** TASK DESCRIPTION **
Rewrite the entries below, switching every "record" to "note" and changing nothing else.
** START MATERIALS PROVIDED **
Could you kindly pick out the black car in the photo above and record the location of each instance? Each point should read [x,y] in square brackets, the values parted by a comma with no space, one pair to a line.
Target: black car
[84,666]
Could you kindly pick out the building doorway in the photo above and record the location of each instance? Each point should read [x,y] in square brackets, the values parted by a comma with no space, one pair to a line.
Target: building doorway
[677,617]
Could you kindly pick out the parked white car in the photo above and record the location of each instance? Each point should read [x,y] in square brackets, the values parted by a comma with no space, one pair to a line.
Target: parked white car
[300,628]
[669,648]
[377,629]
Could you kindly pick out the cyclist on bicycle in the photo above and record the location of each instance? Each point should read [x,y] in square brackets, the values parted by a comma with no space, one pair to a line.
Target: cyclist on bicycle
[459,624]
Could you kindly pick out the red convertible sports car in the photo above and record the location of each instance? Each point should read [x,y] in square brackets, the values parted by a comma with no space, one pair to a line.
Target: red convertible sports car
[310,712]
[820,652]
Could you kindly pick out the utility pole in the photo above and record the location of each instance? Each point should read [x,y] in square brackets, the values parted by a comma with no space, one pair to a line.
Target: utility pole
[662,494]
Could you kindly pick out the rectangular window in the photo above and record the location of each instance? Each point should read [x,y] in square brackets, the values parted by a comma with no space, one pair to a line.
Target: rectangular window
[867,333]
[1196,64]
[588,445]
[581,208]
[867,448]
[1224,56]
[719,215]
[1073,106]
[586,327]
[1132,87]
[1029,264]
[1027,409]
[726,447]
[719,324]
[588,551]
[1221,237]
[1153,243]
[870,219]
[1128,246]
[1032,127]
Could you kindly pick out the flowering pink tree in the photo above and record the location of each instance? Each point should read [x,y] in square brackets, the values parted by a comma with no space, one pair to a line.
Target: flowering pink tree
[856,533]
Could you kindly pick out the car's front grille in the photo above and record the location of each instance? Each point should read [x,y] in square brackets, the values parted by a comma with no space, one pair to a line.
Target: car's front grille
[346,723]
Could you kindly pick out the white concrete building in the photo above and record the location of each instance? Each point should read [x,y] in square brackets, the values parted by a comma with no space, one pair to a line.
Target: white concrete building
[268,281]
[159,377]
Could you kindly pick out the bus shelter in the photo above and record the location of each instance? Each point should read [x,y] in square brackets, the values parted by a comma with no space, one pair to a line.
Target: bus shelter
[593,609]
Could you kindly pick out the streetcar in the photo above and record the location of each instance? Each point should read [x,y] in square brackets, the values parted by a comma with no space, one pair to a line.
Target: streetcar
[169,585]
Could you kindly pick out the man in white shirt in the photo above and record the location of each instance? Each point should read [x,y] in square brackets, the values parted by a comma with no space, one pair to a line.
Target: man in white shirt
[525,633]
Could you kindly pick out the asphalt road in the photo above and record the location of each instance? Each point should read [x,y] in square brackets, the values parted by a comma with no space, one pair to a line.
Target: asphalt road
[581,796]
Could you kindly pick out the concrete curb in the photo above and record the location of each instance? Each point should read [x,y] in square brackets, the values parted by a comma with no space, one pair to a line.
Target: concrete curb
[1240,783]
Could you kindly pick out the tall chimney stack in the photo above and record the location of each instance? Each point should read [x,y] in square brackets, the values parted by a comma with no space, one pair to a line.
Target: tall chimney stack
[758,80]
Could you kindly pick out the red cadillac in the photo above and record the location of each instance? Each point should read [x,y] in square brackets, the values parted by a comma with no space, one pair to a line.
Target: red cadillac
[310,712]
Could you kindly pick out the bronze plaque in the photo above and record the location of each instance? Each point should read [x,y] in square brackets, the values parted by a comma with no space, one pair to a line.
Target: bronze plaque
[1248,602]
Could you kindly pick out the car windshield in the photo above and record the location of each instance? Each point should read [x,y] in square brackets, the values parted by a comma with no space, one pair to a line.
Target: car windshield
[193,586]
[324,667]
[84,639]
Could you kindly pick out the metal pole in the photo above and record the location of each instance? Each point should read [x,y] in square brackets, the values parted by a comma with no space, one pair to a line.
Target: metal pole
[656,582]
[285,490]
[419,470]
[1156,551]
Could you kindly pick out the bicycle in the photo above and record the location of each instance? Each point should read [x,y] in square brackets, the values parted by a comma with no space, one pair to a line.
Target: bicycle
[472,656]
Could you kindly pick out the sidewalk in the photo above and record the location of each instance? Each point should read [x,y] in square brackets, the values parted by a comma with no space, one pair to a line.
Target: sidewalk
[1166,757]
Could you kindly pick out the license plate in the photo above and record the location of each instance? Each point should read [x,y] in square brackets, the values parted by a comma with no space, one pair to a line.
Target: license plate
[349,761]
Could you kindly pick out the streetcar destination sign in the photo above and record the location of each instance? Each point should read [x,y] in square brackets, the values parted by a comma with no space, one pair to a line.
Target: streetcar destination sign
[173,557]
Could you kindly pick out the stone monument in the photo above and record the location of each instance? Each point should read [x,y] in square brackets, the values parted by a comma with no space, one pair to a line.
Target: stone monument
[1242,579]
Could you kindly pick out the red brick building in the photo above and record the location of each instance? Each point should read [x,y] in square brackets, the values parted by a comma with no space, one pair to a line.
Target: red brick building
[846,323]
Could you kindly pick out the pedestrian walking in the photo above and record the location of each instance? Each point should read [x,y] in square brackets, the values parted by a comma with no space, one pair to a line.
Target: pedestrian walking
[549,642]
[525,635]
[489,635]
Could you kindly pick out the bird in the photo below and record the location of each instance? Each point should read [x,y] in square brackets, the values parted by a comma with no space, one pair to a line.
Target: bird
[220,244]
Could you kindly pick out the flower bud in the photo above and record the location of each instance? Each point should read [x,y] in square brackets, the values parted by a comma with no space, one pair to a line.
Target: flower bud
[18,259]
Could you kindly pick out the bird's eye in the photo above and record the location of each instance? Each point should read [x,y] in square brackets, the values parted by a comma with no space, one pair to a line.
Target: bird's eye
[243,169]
** END MATERIALS PROVIDED **
** ANSWER TO THE EXERCISE **
Could you kindly pick out the black car in the photo above and note the location of each instance? Each point should read [x,y] in square brackets, the values parted by a comma with no space, one pair to a line.
Target: black car
[84,666]
Could you kindly pick out the building doorway in the photo above and note the location of each instance? Each point should read [x,y] in square brackets, the values parted by a comma with no space, one pair to a line.
Target: building doorway
[677,617]
Could you kindly pick out the parked white car in the photo above and note the location of each instance? Each point should read [x,y] in square brackets, the values parted by a comma with no space, one pair to a line.
Target: parked white car
[300,628]
[669,648]
[377,629]
Could you kindly pick out the cyclist on bicycle in the photo above and note the location of each instance? Each point should read [x,y] in square brackets, the values parted by a comma with no space, one pair to a line.
Target: cyclist on bicycle
[459,624]
Could you kindly pick out the red convertible sports car in the photo above and note the location of each instance? Each point should read [x,y] in square brackets, the values parted by a comma with no space, one pair to a line.
Target: red convertible sports car
[310,712]
[820,652]
Could you kindly pick out the utility pole in the photo above and note the location of each instance? Each point should read [x,y] in square brackets, the values parted by a comma with no space, one pair to a line.
Target: utility pole
[662,494]
Could you kindly pick out the rectangular window in the photo above and note the location of each instance? Each point should read [x,y] in square brackets, the values parted by a comma with no space, one pair to a line.
Target: rectangular window
[867,333]
[1196,64]
[588,445]
[581,208]
[867,448]
[1224,56]
[719,215]
[1073,106]
[586,327]
[1132,87]
[1029,264]
[1027,409]
[726,447]
[719,324]
[588,551]
[1221,237]
[1153,243]
[870,219]
[1128,246]
[1032,127]
Could you kindly pick out the flowering pink tree in the photo above and note the location of each instance? Each point should read [x,y] in square brackets, the values parted by a comma with no space, one pair to a line.
Target: flowering pink tree
[856,533]
Could you kindly pick out the car's front grille in the photo above and note the location of each instance? Each point should read [x,y] in square brackets, the values parted by a comma with no space, one pair to a line.
Target: car's front grille
[346,723]
Could you kindly pick out the white concrete building in the photo above and note the location of each instance? Each point should read [x,y] in square brackets, the values parted by a comma with no space, one pair to a line.
Target: white concrete building
[268,281]
[159,377]
Could you kindly pick out the bus shelter in the photo above and note the location of each instance? Each point should read [x,y] in square brackets, the values parted by a comma with no space, one pair to a line.
Target: bus shelter
[593,609]
Could you kindly pick out the streetcar in the photo above and note the location of each instance? Each point should read [x,y] in square brackets, the values parted by a comma with no space, one pair to a line.
Target: streetcar
[169,585]
Could you kindly pick out the man in white shirt in the photo above and note the location of each instance? Each point should read [x,y] in square brackets, the values parted by a comma with no space, one pair to a line.
Target: man in white shirt
[525,633]
Could you kindly pick out the asphalt road in the photo above and note the location of each instance? Each point should read [x,y] in square brackets, the values parted by a comma with no space, one pair to a line.
Target: asphalt road
[581,796]
Could you kindly pick out the concrete curb in the photo above and note the location of each instance? Each point should read [x,y] in square brackets, the values parted by a comma with no space, one pair to a line.
Target: concrete curb
[1240,783]
Could you kindly pick out the tall chimney stack in the photo above and note the location of each instance? Each point should read [x,y] in square brackets, the values parted by a comma with no space, one pair to a line.
Target: tall chimney stack
[758,80]
Could you kindly pick out the red cadillac in the photo above and note the location of each instance? Each point should read [x,y] in square brackets, the values parted by a comma with no space, one pair to a line.
Target: red cadillac
[310,712]
Could you kindly pick out the bronze plaque in the photo above and note the location of each instance? Each point should read [x,y] in square brackets, the values parted by a comma with no space, one pair to a line.
Target: bronze plaque
[1248,602]
Could you kindly pick out the car windshield in the photo above and note the location of each instance? Each point should read [x,y] in square brackets, the values parted by a comma with no space, one pair to a line.
Target: car windshield
[193,586]
[324,667]
[84,639]
Could you kindly pick out the metal pole in the photo above and note the location of each instance? Each point should read [x,y] in square brackets, the values parted by a comma with no space, one pair to a line.
Target: metal pole
[656,582]
[285,490]
[419,470]
[1156,551]
Could you kindly pick out the bicycle in the photo above and note the location of each instance? Each point should read [x,y] in square brackets, the values parted by a comma with no space, one pair to a line.
Target: bicycle
[472,656]
Could you kindly pick out the sidewalk in the photo above and note the location of each instance? Each point should read [x,y] in square brackets, the values parted by a comma with no space, one pair to a line.
Target: sidewalk
[1166,757]
Could you kindly pick out the license plate in the photo above and note the location of each instance? Each point should read [x,y] in square brackets, the values parted by a comma with no space, one pair to a line.
Target: license plate
[349,761]
Could you kindly pick out the streetcar destination sign in the photo above and note the location of each instance? Each point should read [x,y] in square brackets, the values parted by a comma with no space, one pair to a line.
Target: streetcar destination sign
[173,557]
Could you kindly pick out the stone monument in the photo above and note the location of each instance? Each point should read [x,y] in square brackets, the values parted by a comma with no space, one pair to a line.
Target: stone monument
[1242,579]
Could you kindly pick out the red brick building in the photo above and note the location of each instance? Each point should read [x,y] in square brackets, the values parted by a comma with no space, one pair to a line.
Target: red brick building
[846,323]
Could you kindly pick out the pedestrian walking in the photo above and note the location of each instance? Each point should read [x,y] in square brackets, the values parted by a comma with no space, one pair to a line.
Target: pedestrian walking
[549,642]
[525,635]
[489,635]
Could you kindly pick out the bird in the photo below and note the location of each instance? Each point should read [x,y] in square brackets, the values parted by a comma with no space, one pair to a line.
Target: bird
[220,244]
Could you kindly pick out the flower bud in the photo above and note the location of each instance? Each point should read [x,y] in square brackets, the values parted by a comma with no space, one pair to a line.
Target: flower bud
[18,259]
Could you kindly pick out the bird's eye in the photo above and note the location of each instance? Each point should read [x,y] in square brackets, the values parted by a comma with no space, one pair to a line.
Target: bird's eye
[243,169]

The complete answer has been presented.